◆ The problem
Retype each of the following records word for word, with no changes.

Excerpts of pointing data:
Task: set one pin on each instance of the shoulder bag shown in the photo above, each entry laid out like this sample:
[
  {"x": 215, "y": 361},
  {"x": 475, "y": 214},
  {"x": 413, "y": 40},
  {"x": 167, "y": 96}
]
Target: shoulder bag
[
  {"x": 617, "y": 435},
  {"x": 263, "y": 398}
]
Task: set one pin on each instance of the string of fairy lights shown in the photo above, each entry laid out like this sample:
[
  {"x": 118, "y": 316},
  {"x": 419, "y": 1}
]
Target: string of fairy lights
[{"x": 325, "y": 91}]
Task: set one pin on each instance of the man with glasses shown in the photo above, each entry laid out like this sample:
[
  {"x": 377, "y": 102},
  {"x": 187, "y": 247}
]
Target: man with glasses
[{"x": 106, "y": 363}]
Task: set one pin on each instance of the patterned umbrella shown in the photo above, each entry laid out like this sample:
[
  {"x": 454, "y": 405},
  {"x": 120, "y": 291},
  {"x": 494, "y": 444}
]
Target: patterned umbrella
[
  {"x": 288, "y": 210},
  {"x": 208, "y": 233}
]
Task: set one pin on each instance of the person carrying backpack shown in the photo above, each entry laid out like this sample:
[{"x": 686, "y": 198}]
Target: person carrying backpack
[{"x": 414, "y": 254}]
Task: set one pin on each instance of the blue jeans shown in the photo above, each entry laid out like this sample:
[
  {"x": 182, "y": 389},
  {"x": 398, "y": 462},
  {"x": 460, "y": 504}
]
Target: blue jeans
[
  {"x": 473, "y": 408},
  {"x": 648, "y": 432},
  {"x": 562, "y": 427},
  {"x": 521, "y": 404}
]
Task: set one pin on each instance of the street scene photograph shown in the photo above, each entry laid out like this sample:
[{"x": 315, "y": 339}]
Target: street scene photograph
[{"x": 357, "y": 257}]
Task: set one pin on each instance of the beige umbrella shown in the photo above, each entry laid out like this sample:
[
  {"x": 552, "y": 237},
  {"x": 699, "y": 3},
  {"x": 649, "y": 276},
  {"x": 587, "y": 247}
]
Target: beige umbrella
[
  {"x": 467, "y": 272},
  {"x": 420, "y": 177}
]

◆ Response to this task
Task: set one pin on each instance of the shoulder bag shown in the photo above, each entry laid out like this sample:
[
  {"x": 215, "y": 361},
  {"x": 475, "y": 214},
  {"x": 413, "y": 40},
  {"x": 167, "y": 96}
]
Target: shoulder bag
[
  {"x": 617, "y": 435},
  {"x": 263, "y": 398}
]
Task: set one pin on each instance of the string of fairy lights shown in the photo above, each entry laid out like this sample:
[
  {"x": 118, "y": 316},
  {"x": 419, "y": 1}
]
Target: string of fairy lights
[{"x": 325, "y": 91}]
Task: set one pin on each instance of the man with glasses shown in the photo above, each entry laid out like this sample:
[
  {"x": 377, "y": 102},
  {"x": 187, "y": 247}
]
Target: man with glasses
[{"x": 106, "y": 363}]
Task: set one pin on each instance of the patterned umbrella shown in the photo above, each entry laid out like this sample:
[
  {"x": 454, "y": 405},
  {"x": 120, "y": 291},
  {"x": 494, "y": 444}
]
Target: patterned umbrella
[
  {"x": 288, "y": 210},
  {"x": 208, "y": 233}
]
Task: set one pin on each instance of the person carrying backpack shown in the photo above, each entry laid out like this sample:
[{"x": 686, "y": 198}]
Target: person carrying backpack
[{"x": 414, "y": 254}]
Task: set one pin on each instance of the blue jeans shown in the photo above, each entry laid out like this sample:
[
  {"x": 182, "y": 389},
  {"x": 398, "y": 462},
  {"x": 460, "y": 504}
]
Target: blue jeans
[
  {"x": 473, "y": 408},
  {"x": 648, "y": 432},
  {"x": 562, "y": 427},
  {"x": 521, "y": 404}
]
Task: set one pin on each instance of the street scene photograph shown in the photo above, each entry laid out like this sample:
[{"x": 315, "y": 339}]
Target: street scene photograph
[{"x": 357, "y": 257}]
Task: set one pin on each instance of the beige umbrella shown in the photo above, each entry laid out like this sample:
[
  {"x": 552, "y": 237},
  {"x": 699, "y": 3},
  {"x": 649, "y": 276},
  {"x": 587, "y": 247}
]
Target: beige umbrella
[
  {"x": 467, "y": 272},
  {"x": 420, "y": 177}
]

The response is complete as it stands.